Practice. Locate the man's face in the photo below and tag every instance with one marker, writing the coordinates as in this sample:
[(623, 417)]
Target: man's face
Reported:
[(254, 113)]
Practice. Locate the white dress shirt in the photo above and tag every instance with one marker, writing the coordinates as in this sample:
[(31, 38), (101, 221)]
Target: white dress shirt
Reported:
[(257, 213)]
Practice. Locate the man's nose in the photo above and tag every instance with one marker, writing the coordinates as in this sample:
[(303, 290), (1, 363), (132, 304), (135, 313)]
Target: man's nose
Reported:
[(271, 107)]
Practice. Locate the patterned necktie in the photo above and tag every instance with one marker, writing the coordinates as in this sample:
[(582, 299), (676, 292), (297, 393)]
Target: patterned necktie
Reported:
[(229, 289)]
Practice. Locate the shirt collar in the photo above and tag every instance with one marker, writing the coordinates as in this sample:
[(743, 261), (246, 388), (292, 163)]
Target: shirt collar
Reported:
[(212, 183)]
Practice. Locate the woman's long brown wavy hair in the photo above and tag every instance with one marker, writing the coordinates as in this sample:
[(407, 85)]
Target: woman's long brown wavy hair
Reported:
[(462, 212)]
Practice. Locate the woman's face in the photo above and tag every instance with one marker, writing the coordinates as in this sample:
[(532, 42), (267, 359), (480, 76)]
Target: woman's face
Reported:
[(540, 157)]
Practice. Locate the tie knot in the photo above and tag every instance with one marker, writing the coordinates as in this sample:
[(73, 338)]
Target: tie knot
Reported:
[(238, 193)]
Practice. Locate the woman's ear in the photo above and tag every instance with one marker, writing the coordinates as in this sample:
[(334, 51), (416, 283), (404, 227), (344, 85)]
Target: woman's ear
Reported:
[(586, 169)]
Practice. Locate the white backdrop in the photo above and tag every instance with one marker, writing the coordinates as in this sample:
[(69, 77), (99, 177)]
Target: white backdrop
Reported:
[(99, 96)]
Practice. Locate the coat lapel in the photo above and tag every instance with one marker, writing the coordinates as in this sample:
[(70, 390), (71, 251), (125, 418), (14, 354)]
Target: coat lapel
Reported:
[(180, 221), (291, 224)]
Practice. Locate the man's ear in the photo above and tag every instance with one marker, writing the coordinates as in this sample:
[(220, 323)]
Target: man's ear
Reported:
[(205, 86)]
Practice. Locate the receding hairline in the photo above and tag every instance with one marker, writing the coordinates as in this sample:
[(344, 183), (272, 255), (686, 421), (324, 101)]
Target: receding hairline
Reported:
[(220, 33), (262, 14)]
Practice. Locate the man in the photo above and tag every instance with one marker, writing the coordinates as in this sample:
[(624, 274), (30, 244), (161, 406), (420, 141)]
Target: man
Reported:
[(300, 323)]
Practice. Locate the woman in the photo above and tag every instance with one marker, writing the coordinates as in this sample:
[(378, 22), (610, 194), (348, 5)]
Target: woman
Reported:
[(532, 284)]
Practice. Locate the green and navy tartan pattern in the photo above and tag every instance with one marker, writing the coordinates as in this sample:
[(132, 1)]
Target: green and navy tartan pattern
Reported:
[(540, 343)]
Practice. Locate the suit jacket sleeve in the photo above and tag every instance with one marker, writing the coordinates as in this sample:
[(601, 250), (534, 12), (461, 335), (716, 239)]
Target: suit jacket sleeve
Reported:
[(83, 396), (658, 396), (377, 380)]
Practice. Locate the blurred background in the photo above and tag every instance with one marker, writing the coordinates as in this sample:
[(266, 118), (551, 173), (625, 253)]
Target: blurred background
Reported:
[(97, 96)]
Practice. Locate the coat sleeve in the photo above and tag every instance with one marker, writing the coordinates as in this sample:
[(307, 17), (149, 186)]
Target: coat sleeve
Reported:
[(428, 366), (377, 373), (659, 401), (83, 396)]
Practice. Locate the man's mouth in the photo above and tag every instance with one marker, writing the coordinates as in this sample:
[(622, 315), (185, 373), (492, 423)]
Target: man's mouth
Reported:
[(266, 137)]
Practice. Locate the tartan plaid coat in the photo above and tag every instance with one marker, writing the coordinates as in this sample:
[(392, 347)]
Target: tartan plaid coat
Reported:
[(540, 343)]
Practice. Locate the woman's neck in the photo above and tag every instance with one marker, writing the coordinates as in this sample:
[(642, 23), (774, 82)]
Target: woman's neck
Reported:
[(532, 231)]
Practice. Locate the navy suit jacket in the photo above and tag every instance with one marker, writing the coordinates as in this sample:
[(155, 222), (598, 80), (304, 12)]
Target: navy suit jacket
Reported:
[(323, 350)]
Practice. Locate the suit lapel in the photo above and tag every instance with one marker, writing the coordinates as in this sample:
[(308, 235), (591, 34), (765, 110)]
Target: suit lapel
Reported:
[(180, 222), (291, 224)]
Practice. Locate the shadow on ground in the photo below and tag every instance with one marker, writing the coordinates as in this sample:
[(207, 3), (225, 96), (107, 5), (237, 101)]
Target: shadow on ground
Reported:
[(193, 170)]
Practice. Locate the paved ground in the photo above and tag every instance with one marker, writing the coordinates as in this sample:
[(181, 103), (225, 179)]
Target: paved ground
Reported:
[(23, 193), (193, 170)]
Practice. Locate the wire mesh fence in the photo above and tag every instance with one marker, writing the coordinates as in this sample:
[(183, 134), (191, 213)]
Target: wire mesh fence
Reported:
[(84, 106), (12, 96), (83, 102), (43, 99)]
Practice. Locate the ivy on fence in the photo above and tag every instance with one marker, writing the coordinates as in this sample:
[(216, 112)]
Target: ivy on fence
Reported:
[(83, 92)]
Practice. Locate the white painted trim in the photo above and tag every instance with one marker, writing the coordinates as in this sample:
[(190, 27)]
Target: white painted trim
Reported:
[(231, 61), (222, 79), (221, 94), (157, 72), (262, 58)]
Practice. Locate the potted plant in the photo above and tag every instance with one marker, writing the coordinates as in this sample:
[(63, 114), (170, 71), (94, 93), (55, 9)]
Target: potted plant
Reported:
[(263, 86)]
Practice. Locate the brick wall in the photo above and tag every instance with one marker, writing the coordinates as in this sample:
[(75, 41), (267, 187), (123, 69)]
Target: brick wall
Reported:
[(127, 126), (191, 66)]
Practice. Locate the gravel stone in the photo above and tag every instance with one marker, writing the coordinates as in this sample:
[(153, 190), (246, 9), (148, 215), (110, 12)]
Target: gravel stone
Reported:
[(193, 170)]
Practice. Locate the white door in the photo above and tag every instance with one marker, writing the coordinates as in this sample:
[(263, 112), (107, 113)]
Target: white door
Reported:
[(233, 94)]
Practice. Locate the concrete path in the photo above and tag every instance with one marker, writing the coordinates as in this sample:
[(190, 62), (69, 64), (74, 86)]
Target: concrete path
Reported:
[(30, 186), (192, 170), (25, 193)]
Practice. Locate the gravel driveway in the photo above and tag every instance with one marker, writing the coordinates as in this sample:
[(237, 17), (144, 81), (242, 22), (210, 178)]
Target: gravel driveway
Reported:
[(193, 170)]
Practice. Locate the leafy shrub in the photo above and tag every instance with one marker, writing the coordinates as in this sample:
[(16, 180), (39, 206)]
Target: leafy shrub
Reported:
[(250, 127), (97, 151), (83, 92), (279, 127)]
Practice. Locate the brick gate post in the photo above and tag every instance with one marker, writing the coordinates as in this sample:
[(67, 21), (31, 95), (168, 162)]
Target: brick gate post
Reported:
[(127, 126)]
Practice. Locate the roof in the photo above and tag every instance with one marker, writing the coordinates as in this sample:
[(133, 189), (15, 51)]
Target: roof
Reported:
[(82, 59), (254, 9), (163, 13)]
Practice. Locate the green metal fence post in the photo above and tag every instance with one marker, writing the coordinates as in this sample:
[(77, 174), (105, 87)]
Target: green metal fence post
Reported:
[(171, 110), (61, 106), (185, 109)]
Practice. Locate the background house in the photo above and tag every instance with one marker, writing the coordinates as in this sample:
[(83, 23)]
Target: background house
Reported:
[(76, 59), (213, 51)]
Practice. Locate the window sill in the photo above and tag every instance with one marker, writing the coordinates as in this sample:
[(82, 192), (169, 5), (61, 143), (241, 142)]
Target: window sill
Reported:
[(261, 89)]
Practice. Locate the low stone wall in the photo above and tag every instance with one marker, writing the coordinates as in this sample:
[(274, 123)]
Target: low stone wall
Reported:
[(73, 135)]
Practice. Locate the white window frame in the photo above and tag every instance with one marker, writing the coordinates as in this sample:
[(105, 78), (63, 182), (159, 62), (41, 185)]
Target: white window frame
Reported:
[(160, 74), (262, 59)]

--- The problem ---
Please copy the material from its first line through the line holding "[(462, 212)]", both included, putting "Marked" wherever "Reported" appears and leaving everything else unchanged.

--- Result of this task ---
Practice. Locate the man's face in the photo below and tag every instance with one marker, writing the coordinates as in this sample:
[(623, 417)]
Target: man's face
Marked:
[(254, 113)]
Practice. Locate the white dress shirt in the photo above and tag every instance with one marker, writing the coordinates as in this sample:
[(31, 38), (101, 221)]
Target: white dress shirt
Marked:
[(257, 213)]
Practice. Locate the man's nose in the photo above and tag every instance with one marker, writing the coordinates as in this sample:
[(303, 290), (1, 363), (132, 304), (135, 313)]
Target: man's nose
Marked:
[(271, 107)]
Practice. Locate the patterned necktie in the photo above and tag every instance with one marker, writing the coordinates as in this sample:
[(582, 299), (676, 292), (297, 393)]
Target: patterned necktie
Marked:
[(229, 289)]
Practice. Locate the shirt collar in the photo above and tag every instance with one marker, writing the coordinates as in this sample:
[(743, 261), (246, 388), (292, 163)]
Target: shirt collar
Marked:
[(212, 183)]
Practice. Locate the woman's long brown wavy hair in the photo above and tag every instance with one marker, writing the coordinates as in this sample:
[(407, 85)]
Target: woman's long brown wavy hair
Marked:
[(462, 212)]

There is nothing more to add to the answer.